*** Text Section Begins ***

Prof Emma did it for AI ethics. She chaired the UNESCO Ad Hoc Expert Group that drafted the UNESCO Recommendation on the Ethics of AI—the first global normative instrument on AI ethics—adopted by all 193 Member States in 2021.
In this episode, we explore:
The reality of international AI governance: what it takes to build consensus across 193 countries with different values, interests, and stages of technological readiness—and the critical role of epistemic justice in recognizing every country as a credible contributor
Why ethics isn't just about principles: Prof Emma explains ethics as a dynamic reasoning system, not a checklist, and why lists of AI principles are "completely useless" without translation into action and procedural regulation
The implementation gap: why getting countries to sign on is just the beginning, and what's needed to bridge the distance between international agreements and real-world impact—including her view that we need both top-down hard legislation with serious financial consequences and bottom-up community-driven approaches
Her urgent warning about pervasiveness and manipulation:
"Protect your right to think for yourself… out-think the business model."
Prof Emma discusses why AI's embeddedness in daily life is one of the biggest threats we face, how it affects our ability to determine what facts are, and why mental integrity and authentic decision-making are at risk
What you'll understand after listening: How international AI policy actually gets made—not the idealized version, but the real negotiations, trade-offs, and ongoing work of translating agreement into action.

*** Text Section Ends ***
*** Dataset entries Section Begins ***

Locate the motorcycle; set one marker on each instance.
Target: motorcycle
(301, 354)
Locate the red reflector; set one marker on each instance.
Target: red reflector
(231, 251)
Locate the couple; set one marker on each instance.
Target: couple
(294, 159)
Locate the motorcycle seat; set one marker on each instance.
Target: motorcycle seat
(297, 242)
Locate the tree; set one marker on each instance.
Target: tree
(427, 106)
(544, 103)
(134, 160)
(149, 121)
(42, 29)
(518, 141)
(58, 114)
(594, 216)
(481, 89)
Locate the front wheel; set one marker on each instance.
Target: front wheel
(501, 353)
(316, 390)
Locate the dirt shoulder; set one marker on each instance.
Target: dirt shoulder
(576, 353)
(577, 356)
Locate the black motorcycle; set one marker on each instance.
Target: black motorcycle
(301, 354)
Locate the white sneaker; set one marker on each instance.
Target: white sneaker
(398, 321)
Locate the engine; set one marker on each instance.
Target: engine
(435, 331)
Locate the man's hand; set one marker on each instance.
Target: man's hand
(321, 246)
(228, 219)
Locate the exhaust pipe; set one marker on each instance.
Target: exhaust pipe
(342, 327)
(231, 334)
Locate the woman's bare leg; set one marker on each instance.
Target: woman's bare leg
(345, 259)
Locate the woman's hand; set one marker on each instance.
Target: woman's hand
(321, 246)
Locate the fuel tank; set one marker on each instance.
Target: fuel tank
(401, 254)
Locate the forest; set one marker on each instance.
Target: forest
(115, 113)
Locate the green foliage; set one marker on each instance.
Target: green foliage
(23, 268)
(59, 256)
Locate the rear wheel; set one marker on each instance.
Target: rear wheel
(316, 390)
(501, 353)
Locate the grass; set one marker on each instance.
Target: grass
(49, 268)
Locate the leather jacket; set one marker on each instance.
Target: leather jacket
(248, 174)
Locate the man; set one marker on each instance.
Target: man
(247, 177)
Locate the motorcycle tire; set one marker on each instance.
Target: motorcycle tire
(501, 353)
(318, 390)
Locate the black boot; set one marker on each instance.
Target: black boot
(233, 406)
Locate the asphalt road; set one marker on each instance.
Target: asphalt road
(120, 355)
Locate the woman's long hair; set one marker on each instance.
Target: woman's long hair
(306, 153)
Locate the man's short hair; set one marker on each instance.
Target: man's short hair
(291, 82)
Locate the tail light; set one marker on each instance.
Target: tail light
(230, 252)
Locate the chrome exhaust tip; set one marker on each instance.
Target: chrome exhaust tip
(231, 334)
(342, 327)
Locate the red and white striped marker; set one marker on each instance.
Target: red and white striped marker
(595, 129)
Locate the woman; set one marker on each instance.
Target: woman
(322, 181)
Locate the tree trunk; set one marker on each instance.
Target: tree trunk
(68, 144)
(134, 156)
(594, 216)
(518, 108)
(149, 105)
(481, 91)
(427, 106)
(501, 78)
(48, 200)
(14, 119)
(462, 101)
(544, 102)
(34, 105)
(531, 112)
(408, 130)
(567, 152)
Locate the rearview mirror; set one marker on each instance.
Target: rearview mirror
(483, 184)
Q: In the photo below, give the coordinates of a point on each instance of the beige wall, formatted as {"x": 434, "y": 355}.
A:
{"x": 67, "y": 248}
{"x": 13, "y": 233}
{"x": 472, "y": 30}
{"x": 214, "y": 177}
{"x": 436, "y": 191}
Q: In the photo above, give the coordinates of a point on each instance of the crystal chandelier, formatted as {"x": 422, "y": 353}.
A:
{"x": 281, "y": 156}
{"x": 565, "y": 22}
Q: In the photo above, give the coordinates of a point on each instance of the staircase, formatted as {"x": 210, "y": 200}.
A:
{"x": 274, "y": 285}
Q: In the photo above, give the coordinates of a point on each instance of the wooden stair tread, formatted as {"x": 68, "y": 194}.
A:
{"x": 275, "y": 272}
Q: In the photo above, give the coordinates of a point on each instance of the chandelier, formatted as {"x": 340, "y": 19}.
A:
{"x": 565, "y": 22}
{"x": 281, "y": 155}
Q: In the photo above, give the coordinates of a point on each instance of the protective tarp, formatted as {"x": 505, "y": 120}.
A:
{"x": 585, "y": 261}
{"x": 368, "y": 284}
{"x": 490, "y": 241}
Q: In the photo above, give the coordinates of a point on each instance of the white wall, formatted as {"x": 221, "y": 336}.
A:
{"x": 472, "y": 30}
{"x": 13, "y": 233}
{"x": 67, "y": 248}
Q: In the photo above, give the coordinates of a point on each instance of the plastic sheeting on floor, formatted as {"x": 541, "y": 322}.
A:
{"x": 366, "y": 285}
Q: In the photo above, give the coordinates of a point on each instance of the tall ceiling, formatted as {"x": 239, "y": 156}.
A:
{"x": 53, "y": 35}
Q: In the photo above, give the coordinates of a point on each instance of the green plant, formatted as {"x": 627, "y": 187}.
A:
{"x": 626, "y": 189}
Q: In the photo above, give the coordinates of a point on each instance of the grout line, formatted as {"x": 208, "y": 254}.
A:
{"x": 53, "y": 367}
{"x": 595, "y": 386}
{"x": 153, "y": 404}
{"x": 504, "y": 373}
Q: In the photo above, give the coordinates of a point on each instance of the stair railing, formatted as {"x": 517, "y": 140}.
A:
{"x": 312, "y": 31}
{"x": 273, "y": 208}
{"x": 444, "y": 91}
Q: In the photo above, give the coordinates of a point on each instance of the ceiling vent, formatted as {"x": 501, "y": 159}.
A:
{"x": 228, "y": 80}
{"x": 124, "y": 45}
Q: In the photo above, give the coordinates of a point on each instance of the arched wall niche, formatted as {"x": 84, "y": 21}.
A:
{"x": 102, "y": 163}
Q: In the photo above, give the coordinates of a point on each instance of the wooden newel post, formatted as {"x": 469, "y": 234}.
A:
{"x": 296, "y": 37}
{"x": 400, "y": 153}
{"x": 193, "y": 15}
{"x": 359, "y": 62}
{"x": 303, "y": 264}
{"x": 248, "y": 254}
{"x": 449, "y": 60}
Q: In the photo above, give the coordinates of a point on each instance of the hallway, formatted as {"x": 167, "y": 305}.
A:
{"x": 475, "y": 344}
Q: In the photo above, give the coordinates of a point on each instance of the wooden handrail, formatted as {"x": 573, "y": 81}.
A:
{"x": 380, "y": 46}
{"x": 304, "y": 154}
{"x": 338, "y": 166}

*** Dataset entries Section Ends ***

* **Work required**:
Translate this sentence from the episode description into Spanish: "She chaired the UNESCO Ad Hoc Expert Group that drafted the UNESCO Recommendation on the Ethics of AI—the first global normative instrument on AI ethics—adopted by all 193 Member States in 2021." The lines have nothing to do with this.

* **Completed task**:
Ella presidió el Grupo Ad Hoc de Expertos de la UNESCO que redactó la Recomendación de la UNESCO sobre la Ética de la IA (el primer instrumento normativo mundial sobre la ética de la IA), adoptada por los 193 Estados Miembros en 2021.